> _PROBLEMS_
A. Answer these from the post on Curiosity landing sites:
(i) How long is the rover's robotic arm?
(ii) Which spacecraft's launch may help set the exact MSL launch period?
(iii) How many candidate landing sites remained as of November 2008?
B. Transcribe the stretch of the post on Curiosity landing sites from "Darn. I always" through "ready for flight.".

> _SELECTION_
Water and the Curiosity Landing Site Candidates
Posted by Ken Edgett
28-05-2009 10:09 CDT
NASA announced yesterday that the Mini Cooper-sized Mars Science Laboratory (MSL) rover—with its 2 meters-long (6.6 ft) robotic arm—is now named Curiosity.
Darn. I always have trouble spelling that word. I instinctively type "Curiousity," with a "u" and then get caught by the spell-checker!
MSL is scheduled to launch in the October–December 2011 timeframe. The exact launch period, either in October–November or November–December, will depend, at least in part, on when the Juno spacecraft (headed for Jupiter) gets off the ground during its launch period in August 2011. Both spacecraft are going on Atlas V's from the same launch pad, and it takes a certain number of days to get the next vehicle out to the pad and ready for flight.
Curiousity—nuts! Did it again!—Curiosity will land on Mars sometime in August–September 2012. It carries instruments designed for conducting ten science investigations to examine the geology, geochemistry, and environmental conditions at the rover's landing site.
Where Curiosity lands has been a matter of discussion for several years, as many of you know. There have been three workshops, thus far, for Mars scientists and other interested parties to discuss potential landing sites and narrow the list. As of November 2008, we are down to 4 sites—although, with the launch delay from 2009 to 2011, NASA is holding out the possibility that an exciting new site could emerge from the on-going analysis of Mars orbiter data. Meanwhile, we're down to 4 sites that, so far, look like places that the MSL Entry, Descent, and Landing (EDL) system can handle.
The sites are located at Mawrth Vallis, Eberswalde Crater, Holden Crater, and Gale Crater. Below is a figure and caption which describe where these sites are located; you can also read about the landing site selection process and the basic rationale for these sites in the 2009 Lunar and Planetary Science Conference (LPSC) abstract by Matt Golombek and colleagues: http://www.lpi.usra.edu/meetings/lpsc2009/pdf/1404.pdf.

Position annotation rows
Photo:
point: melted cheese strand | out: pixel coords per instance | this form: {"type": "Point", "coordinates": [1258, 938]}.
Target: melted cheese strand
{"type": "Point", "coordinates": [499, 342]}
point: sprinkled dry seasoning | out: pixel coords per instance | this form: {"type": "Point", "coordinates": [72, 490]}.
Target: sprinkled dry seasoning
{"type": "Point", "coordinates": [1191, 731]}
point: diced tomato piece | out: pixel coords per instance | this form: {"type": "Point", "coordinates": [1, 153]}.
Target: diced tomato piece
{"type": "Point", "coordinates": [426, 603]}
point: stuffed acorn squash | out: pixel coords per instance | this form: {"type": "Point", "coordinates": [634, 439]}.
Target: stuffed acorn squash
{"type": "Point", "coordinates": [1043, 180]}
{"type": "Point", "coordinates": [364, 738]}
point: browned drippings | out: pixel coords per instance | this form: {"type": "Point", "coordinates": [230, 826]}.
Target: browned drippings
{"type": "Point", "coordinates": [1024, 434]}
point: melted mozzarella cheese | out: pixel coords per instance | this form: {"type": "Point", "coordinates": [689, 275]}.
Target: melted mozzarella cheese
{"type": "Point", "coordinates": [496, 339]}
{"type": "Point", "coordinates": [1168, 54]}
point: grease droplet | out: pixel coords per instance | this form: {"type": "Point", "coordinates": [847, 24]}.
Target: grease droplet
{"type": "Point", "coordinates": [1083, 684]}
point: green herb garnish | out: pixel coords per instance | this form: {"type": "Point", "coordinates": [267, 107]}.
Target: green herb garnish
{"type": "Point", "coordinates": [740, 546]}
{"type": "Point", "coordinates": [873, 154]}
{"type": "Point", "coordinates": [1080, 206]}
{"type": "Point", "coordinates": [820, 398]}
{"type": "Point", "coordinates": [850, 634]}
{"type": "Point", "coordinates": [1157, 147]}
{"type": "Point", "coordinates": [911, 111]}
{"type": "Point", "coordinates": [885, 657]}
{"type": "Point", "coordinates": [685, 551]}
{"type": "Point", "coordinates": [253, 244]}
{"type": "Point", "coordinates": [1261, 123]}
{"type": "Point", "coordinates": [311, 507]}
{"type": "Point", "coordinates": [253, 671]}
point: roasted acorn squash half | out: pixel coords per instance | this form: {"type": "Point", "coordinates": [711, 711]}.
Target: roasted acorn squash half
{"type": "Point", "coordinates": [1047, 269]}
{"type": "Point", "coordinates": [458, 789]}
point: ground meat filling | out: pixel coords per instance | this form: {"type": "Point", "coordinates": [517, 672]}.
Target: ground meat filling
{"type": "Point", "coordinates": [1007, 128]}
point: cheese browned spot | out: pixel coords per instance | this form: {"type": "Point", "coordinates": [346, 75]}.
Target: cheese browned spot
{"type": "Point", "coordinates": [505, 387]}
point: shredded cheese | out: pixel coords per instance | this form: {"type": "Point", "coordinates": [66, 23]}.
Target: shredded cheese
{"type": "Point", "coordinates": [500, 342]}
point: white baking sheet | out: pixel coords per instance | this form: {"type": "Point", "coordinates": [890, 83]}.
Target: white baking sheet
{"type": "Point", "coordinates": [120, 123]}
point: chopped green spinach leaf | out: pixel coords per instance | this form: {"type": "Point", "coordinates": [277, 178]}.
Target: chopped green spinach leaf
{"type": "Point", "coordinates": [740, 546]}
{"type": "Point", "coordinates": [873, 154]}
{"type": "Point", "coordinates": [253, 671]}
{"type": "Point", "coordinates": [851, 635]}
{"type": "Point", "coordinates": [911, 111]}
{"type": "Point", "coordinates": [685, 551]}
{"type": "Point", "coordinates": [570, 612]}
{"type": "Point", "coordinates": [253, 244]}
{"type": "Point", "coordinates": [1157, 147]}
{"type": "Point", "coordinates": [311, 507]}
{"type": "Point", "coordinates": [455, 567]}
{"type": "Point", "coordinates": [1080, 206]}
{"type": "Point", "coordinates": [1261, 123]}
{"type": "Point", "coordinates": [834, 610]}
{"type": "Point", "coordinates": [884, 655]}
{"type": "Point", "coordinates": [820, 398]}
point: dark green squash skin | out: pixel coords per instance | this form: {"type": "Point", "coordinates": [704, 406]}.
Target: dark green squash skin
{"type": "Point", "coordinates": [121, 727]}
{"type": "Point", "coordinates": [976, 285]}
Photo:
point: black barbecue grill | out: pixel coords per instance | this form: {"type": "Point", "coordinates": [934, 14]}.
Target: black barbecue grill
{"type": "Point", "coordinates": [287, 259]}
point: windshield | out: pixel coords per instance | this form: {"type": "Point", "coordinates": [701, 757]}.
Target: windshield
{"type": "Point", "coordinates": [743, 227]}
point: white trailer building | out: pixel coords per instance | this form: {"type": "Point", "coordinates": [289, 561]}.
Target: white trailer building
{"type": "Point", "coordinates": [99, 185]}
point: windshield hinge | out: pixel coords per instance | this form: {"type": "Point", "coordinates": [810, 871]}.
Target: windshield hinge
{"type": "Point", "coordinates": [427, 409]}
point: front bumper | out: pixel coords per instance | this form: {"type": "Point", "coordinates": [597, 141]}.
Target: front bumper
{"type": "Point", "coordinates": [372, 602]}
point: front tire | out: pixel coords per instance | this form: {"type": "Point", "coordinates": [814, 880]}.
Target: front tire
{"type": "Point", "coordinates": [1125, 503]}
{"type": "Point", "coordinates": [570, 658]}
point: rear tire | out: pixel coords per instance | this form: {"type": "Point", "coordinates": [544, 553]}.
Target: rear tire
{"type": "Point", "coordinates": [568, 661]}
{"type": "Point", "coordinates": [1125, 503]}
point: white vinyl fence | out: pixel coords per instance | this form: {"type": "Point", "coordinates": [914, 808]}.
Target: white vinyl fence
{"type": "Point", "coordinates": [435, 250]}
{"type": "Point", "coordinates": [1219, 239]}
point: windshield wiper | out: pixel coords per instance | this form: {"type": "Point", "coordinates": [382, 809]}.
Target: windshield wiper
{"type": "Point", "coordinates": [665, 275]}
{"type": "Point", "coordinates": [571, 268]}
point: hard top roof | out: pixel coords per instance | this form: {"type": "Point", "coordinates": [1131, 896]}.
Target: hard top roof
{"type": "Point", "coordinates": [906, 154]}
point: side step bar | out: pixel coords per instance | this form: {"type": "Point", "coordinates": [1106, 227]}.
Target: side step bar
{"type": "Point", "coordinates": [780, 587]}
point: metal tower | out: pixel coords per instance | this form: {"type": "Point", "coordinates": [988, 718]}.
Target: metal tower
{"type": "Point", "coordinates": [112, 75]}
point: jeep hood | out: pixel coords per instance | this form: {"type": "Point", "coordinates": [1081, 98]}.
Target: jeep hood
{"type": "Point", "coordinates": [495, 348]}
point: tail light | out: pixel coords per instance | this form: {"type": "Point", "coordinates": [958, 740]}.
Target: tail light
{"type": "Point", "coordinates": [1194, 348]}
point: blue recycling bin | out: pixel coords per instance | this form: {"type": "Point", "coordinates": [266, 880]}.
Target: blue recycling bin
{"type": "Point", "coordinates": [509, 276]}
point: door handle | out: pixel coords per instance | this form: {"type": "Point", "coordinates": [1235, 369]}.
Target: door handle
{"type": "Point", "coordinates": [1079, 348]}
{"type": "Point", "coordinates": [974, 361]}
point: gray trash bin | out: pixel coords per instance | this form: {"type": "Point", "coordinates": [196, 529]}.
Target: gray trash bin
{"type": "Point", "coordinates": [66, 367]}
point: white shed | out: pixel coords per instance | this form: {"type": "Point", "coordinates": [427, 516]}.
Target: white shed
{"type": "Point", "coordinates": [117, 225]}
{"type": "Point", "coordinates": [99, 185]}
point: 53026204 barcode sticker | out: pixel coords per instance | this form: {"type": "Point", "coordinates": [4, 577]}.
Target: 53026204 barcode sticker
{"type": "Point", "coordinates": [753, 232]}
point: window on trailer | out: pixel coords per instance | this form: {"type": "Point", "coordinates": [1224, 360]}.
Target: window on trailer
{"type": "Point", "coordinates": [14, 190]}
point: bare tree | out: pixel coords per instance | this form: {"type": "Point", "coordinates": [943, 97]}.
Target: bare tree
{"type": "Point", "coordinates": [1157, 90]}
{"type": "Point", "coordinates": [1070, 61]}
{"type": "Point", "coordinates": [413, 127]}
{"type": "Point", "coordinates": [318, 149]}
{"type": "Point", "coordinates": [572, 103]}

> _EXERCISE RESULTS_
A.
(i) 2 meters (6.6 ft)
(ii) The Juno spacecraft, headed for Jupiter
(iii) 4

B.
Darn. I always have trouble spelling that word. I instinctively type "Curiousity," with a "u" and then get caught by the spell-checker!
MSL is scheduled to launch in the October–December 2011 timeframe. The exact launch period, either in October–November or November–December, will depend, at least in part, on when the Juno spacecraft (headed for Jupiter) gets off the ground during its launch period in August 2011. Both spacecraft are going on Atlas V's from the same launch pad, and it takes a certain number of days to get the next vehicle out to the pad and ready for flight.